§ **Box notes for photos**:
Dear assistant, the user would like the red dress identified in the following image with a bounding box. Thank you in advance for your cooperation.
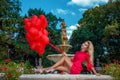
[70,51,93,74]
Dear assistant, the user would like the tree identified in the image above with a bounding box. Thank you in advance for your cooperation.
[70,0,120,62]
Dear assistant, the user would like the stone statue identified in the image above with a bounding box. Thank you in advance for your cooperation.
[60,21,68,45]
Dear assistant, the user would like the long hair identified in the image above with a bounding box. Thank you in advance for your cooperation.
[86,41,94,63]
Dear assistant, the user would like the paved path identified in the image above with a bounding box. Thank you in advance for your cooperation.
[19,74,113,80]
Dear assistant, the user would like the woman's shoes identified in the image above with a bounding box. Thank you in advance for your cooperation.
[34,69,58,74]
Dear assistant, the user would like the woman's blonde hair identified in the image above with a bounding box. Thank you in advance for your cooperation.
[86,41,94,63]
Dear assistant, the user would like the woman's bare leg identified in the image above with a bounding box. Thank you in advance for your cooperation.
[37,56,73,72]
[54,66,70,73]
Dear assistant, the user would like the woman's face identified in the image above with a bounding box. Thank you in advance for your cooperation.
[81,42,89,51]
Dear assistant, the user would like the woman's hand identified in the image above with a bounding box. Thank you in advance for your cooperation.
[92,67,101,76]
[95,73,101,76]
[62,52,67,56]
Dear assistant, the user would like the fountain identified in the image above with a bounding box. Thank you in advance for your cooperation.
[19,21,113,80]
[47,21,73,62]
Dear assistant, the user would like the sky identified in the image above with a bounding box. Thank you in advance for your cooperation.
[20,0,108,38]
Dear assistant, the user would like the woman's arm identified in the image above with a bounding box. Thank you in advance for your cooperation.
[86,54,100,76]
[92,67,100,76]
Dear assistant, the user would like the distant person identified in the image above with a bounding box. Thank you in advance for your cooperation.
[36,41,100,75]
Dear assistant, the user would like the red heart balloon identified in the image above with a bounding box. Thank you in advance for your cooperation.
[26,33,34,42]
[28,27,39,37]
[35,19,42,30]
[40,15,48,29]
[29,42,36,50]
[41,35,49,44]
[24,18,30,24]
[43,29,48,36]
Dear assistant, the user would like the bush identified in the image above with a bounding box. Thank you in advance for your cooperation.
[104,60,120,80]
[0,58,34,80]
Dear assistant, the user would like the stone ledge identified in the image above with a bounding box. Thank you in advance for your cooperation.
[0,73,6,80]
[19,74,113,80]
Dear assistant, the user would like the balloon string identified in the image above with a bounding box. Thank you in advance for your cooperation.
[49,43,63,53]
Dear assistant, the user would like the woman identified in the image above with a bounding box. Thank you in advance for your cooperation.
[36,41,100,75]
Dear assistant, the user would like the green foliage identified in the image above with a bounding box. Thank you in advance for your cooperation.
[0,61,34,80]
[104,60,120,80]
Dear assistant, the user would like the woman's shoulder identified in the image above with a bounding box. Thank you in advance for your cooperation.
[75,51,80,54]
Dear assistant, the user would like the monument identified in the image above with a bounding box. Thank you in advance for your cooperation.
[19,21,113,80]
[47,21,73,62]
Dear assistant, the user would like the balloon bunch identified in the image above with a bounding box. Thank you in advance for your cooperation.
[24,15,49,56]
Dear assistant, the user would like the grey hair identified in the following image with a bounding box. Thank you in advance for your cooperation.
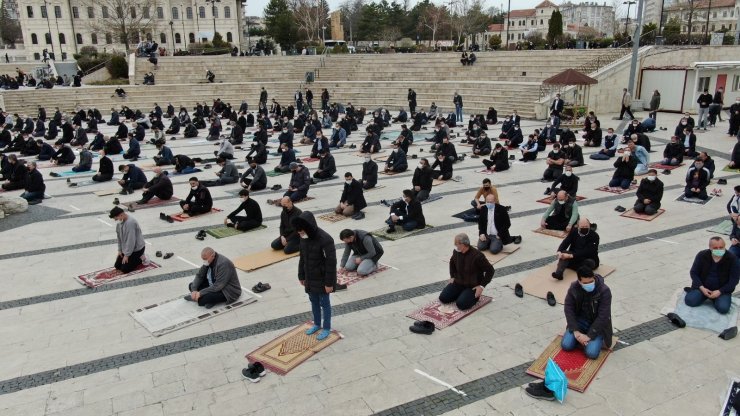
[455,233,470,247]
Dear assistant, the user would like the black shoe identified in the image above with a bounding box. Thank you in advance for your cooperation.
[547,292,558,306]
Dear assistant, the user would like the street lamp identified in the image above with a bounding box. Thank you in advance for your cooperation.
[622,1,637,33]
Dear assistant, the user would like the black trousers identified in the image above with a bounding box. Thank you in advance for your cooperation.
[113,246,146,273]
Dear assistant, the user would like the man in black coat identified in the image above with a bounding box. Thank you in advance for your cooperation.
[334,172,367,220]
[552,217,599,280]
[292,211,337,341]
[478,194,522,254]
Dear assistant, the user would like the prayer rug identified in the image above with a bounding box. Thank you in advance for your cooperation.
[319,212,349,222]
[649,162,684,172]
[537,195,586,205]
[170,208,223,222]
[675,193,714,205]
[337,263,390,286]
[532,227,568,238]
[93,188,121,196]
[527,335,616,393]
[660,289,740,334]
[406,295,493,329]
[707,220,732,235]
[74,261,161,288]
[121,196,180,209]
[247,322,341,375]
[370,224,433,241]
[129,288,257,337]
[206,224,267,238]
[233,248,300,272]
[719,378,740,416]
[507,262,616,304]
[596,184,637,195]
[619,208,665,221]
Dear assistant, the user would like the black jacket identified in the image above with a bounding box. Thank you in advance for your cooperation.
[292,211,337,294]
[478,203,512,244]
[339,179,367,212]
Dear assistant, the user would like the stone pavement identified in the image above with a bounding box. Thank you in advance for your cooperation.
[0,108,740,416]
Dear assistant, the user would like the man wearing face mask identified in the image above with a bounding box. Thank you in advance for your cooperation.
[292,211,337,341]
[108,206,146,273]
[184,247,242,309]
[334,172,367,220]
[684,237,740,314]
[478,194,522,254]
[633,169,663,215]
[439,234,495,311]
[540,190,578,232]
[552,218,599,280]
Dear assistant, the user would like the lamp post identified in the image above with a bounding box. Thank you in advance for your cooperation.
[622,1,637,33]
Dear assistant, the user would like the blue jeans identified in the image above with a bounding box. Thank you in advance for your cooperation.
[560,319,604,360]
[683,289,732,315]
[308,293,331,329]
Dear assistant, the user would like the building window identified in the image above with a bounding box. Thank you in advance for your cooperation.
[696,77,711,92]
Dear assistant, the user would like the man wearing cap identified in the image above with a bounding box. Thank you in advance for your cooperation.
[108,206,146,273]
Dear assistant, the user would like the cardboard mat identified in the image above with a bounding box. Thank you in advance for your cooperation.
[337,263,390,286]
[206,224,267,238]
[129,288,257,337]
[74,261,161,288]
[170,208,223,222]
[234,248,300,272]
[247,322,341,375]
[619,208,665,221]
[527,335,616,393]
[508,262,616,304]
[406,295,493,329]
[370,224,433,241]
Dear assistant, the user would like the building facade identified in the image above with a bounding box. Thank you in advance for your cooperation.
[18,0,242,59]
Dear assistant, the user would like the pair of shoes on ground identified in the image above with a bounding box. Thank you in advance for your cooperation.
[306,325,331,341]
[409,321,434,335]
[242,361,267,383]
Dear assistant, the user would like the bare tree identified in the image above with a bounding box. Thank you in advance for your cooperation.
[82,0,162,51]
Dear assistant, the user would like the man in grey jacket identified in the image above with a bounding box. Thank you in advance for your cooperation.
[108,206,146,273]
[339,229,383,276]
[185,247,242,309]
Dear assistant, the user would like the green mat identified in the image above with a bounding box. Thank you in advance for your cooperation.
[707,220,732,235]
[370,224,434,241]
[206,225,267,238]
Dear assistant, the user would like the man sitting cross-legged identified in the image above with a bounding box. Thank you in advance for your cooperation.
[684,237,740,314]
[439,234,494,311]
[478,194,522,254]
[552,218,599,280]
[185,247,242,309]
[339,228,383,276]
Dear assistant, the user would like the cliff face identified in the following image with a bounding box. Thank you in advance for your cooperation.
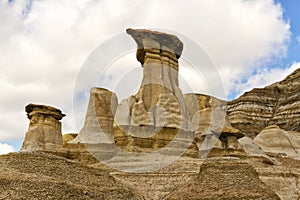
[227,69,300,138]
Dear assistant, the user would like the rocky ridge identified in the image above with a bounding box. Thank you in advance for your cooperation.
[0,29,300,199]
[227,69,300,138]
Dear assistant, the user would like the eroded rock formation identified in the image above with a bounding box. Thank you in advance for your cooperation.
[227,69,300,138]
[254,125,300,159]
[22,104,65,151]
[114,29,189,149]
[69,88,118,144]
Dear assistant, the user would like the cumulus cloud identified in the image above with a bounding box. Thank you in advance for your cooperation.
[0,0,290,145]
[236,62,300,97]
[0,143,16,155]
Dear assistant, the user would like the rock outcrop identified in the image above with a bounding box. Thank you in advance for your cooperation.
[22,104,65,151]
[114,29,189,150]
[167,158,280,200]
[69,88,118,144]
[227,69,300,138]
[254,125,300,159]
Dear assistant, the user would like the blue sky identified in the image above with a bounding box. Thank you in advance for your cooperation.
[0,0,300,153]
[276,0,300,64]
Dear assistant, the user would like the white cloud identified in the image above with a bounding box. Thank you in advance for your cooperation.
[0,0,290,141]
[0,143,16,155]
[236,63,300,96]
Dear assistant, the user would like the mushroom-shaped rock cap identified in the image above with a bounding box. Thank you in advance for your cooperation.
[25,104,66,120]
[126,28,183,59]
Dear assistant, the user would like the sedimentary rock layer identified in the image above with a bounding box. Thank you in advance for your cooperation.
[69,88,118,144]
[227,69,300,138]
[22,104,65,151]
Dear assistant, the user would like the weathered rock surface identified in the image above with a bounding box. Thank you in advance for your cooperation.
[22,104,65,151]
[0,152,141,200]
[114,29,190,150]
[69,88,118,144]
[184,94,244,157]
[254,125,300,159]
[227,69,300,138]
[167,158,280,200]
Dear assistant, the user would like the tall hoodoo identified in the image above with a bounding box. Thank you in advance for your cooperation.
[22,104,65,151]
[123,29,186,128]
[114,29,188,147]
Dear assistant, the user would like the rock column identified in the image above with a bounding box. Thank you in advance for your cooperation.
[21,104,65,151]
[127,29,187,129]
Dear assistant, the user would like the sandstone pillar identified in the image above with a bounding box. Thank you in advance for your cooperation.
[69,88,118,144]
[21,104,65,151]
[114,29,189,149]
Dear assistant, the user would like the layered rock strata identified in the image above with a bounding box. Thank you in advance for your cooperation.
[21,104,65,151]
[114,29,189,149]
[254,125,300,159]
[68,88,118,162]
[227,69,300,138]
[69,88,118,144]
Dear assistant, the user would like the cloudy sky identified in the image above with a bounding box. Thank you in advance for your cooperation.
[0,0,300,154]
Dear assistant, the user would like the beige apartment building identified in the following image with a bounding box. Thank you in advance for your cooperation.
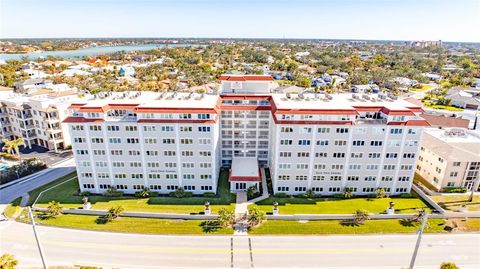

§ **SET TASK**: Swap "stone ledge" for "low wall" in the lines starting at the one that contains "Dear assistant, the user would like the sky" and ending at the one that contains "[49,43,63,53]". Return only those lines, with nothing else changed.

§ **RESULT OF THIS EXERCISE**:
Dear assistant, the user would like the sky identified in the image above with a bounding box. Thank you in advance for your cooperation.
[20,0,108,38]
Dear assistant, the user would like the woman's arm identified in the image above with a bounding box. Thank you in advance for your cooperation.
[86,54,100,76]
[92,67,100,76]
Dear assistant, the user would like the distant person identified in the image above with a bounding box. Thank you in advance for your cooperation.
[36,41,100,75]
Dear assistant, the user would like the red heart balloon identified in the image above with a bounding box. Thank you in advance for your cooperation.
[26,33,34,42]
[28,27,39,37]
[35,19,42,30]
[40,15,48,29]
[29,42,36,50]
[41,35,49,44]
[24,18,30,24]
[43,29,48,36]
Dear assistant, the user would like the bush identified in the image above with a bounding box. Thank you in advance for your cooperation.
[104,60,120,80]
[0,58,34,80]
Dear assistant, the user would like the low wall identified in the image above with a bounding box. Thank you in advance for your cooperation.
[0,73,6,80]
[19,74,113,80]
Dear assistant, the user would like the balloon string identified in the image above with a bounding box. Thank you in advance for your cooperation.
[49,43,63,53]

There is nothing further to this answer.